----- Information provided
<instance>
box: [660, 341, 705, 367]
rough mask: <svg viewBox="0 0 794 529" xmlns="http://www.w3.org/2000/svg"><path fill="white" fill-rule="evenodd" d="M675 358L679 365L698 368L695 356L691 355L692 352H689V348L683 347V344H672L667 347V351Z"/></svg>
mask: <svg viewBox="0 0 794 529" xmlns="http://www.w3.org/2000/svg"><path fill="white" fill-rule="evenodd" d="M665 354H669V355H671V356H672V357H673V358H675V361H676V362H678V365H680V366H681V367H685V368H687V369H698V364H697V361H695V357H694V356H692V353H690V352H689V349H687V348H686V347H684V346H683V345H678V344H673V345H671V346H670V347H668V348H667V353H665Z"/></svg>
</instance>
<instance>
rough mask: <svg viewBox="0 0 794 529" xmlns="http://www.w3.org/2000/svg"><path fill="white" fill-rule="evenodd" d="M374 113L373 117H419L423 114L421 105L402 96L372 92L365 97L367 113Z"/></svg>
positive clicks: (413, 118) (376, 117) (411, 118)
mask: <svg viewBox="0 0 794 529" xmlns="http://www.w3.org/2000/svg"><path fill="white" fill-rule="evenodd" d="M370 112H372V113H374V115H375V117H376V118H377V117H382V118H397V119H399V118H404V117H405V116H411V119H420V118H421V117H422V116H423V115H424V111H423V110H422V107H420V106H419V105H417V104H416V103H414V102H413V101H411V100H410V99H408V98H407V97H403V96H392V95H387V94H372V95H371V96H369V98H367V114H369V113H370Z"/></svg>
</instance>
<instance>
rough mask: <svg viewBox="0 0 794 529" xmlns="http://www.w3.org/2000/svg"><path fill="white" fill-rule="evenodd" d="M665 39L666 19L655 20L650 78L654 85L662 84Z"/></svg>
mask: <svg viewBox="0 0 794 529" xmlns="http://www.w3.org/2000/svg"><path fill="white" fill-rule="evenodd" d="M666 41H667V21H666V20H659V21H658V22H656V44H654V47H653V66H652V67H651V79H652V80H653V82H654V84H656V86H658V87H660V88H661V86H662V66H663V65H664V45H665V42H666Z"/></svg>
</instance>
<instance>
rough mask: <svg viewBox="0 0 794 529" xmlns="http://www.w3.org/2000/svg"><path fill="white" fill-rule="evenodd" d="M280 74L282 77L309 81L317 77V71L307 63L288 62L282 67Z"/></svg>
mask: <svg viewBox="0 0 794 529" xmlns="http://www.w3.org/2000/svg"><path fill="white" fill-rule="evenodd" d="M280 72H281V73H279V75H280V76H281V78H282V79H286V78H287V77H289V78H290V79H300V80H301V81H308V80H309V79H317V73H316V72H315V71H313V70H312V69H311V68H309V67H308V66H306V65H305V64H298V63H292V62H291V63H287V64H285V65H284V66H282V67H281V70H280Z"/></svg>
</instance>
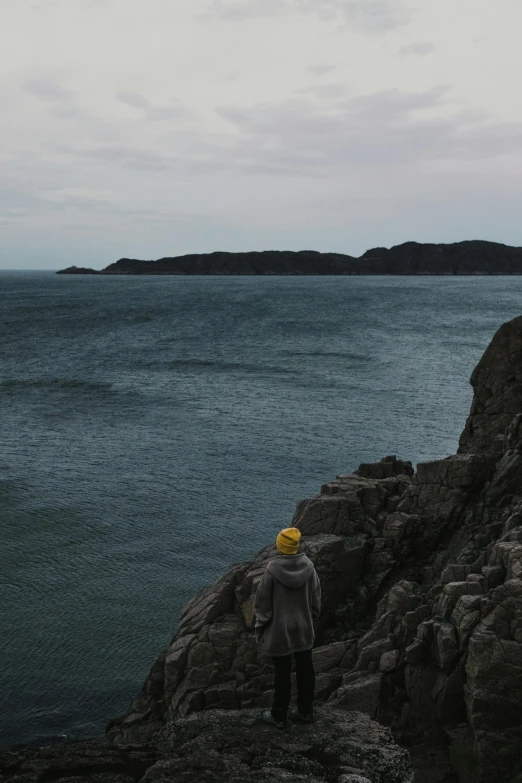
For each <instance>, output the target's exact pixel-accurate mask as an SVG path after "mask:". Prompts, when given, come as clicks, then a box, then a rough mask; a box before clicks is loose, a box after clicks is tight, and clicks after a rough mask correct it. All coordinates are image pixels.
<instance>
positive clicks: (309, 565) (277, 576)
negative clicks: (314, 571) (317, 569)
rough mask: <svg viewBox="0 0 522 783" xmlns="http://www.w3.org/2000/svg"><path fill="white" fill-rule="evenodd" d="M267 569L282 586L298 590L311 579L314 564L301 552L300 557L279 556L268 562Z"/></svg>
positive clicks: (293, 555) (312, 572)
mask: <svg viewBox="0 0 522 783" xmlns="http://www.w3.org/2000/svg"><path fill="white" fill-rule="evenodd" d="M266 569H267V571H268V572H269V573H270V574H271V575H272V576H273V577H274V579H277V581H278V582H281V584H282V585H284V586H285V587H290V588H291V589H292V590H296V589H297V588H298V587H301V586H302V585H304V584H305V582H307V581H308V580H309V579H310V577H311V575H312V573H313V570H314V564H313V563H312V561H311V560H310V558H309V557H308V556H307V555H305V553H304V552H301V553H300V554H298V555H277V556H276V557H274V558H273V559H272V560H269V561H268V565H267V567H266Z"/></svg>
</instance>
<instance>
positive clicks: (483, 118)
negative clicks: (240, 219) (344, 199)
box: [220, 86, 522, 176]
mask: <svg viewBox="0 0 522 783" xmlns="http://www.w3.org/2000/svg"><path fill="white" fill-rule="evenodd" d="M446 91H447V88H446V87H444V86H442V87H437V88H434V89H433V90H428V91H426V92H424V93H405V92H401V91H399V90H388V91H383V92H379V93H375V94H373V95H366V96H355V97H350V98H347V99H345V100H342V101H337V102H335V103H334V104H333V106H332V105H329V106H327V107H326V109H327V110H326V111H325V110H324V108H323V107H321V108H320V109H318V107H317V106H315V105H312V104H311V103H310V102H308V101H306V100H293V101H290V102H287V103H286V104H281V105H279V106H274V107H268V106H266V105H263V106H259V107H258V108H251V109H238V108H231V107H224V108H221V109H220V114H221V116H223V117H224V118H225V119H227V120H229V121H230V122H232V123H234V124H235V125H236V126H237V127H238V128H239V130H240V131H242V133H243V138H242V139H241V140H240V141H239V142H238V144H237V145H236V148H235V150H234V151H231V152H229V153H228V155H229V158H233V159H235V161H241V166H242V167H245V168H247V169H248V170H252V171H259V173H263V171H265V170H267V169H268V170H270V171H271V172H272V173H275V172H276V171H279V172H281V173H283V172H288V171H289V169H293V170H294V174H297V175H301V176H303V175H305V173H306V172H307V173H308V174H313V175H314V176H318V175H320V174H321V173H322V174H324V175H328V176H332V175H334V174H335V173H339V172H340V171H342V170H343V168H344V167H347V166H348V167H350V168H352V167H358V168H361V167H362V169H365V168H367V167H368V165H378V166H394V167H395V166H398V165H401V164H408V163H411V164H416V163H418V162H429V161H434V160H447V161H452V160H463V159H464V160H466V159H468V160H470V159H472V160H479V159H486V158H490V157H494V156H496V155H502V154H506V153H512V152H520V151H522V125H521V124H519V123H501V122H495V121H493V120H492V118H491V117H488V118H487V121H484V116H483V115H474V114H473V113H470V112H457V113H456V114H455V115H454V116H450V117H445V118H443V119H441V118H425V117H422V110H423V109H437V108H440V107H444V108H446V104H447V103H448V101H447V100H446V99H445V94H446ZM332 109H334V110H332ZM419 112H420V115H419V114H418V113H419Z"/></svg>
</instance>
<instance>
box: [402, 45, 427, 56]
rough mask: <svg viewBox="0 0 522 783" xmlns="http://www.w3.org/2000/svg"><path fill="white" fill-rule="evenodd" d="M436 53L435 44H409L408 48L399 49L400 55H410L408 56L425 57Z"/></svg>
mask: <svg viewBox="0 0 522 783" xmlns="http://www.w3.org/2000/svg"><path fill="white" fill-rule="evenodd" d="M434 51H435V47H434V46H433V44H430V43H416V44H408V46H403V47H402V48H401V49H399V54H403V55H408V54H416V55H418V56H419V57H423V56H424V55H426V54H430V53H431V52H434Z"/></svg>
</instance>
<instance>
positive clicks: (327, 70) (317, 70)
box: [308, 65, 335, 76]
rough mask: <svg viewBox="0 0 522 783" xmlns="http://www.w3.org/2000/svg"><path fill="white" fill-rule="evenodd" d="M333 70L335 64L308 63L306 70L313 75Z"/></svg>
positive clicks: (321, 75) (317, 74) (331, 70)
mask: <svg viewBox="0 0 522 783" xmlns="http://www.w3.org/2000/svg"><path fill="white" fill-rule="evenodd" d="M334 70H335V65H310V66H309V67H308V71H310V73H313V75H314V76H324V74H326V73H330V72H331V71H334Z"/></svg>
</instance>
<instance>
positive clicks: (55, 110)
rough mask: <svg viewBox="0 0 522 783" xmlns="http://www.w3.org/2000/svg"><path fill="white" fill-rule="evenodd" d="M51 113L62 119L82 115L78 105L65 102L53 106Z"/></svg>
mask: <svg viewBox="0 0 522 783" xmlns="http://www.w3.org/2000/svg"><path fill="white" fill-rule="evenodd" d="M49 113H50V114H52V116H53V117H56V118H57V119H60V120H68V119H70V118H72V117H78V116H79V115H80V111H79V110H78V108H77V107H76V106H74V105H68V104H65V103H64V104H57V105H56V106H51V108H50V109H49Z"/></svg>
----------
Problem to work on — How many lines in the records above contain the string "negative"? Reply with the number alone.

Answer space — 2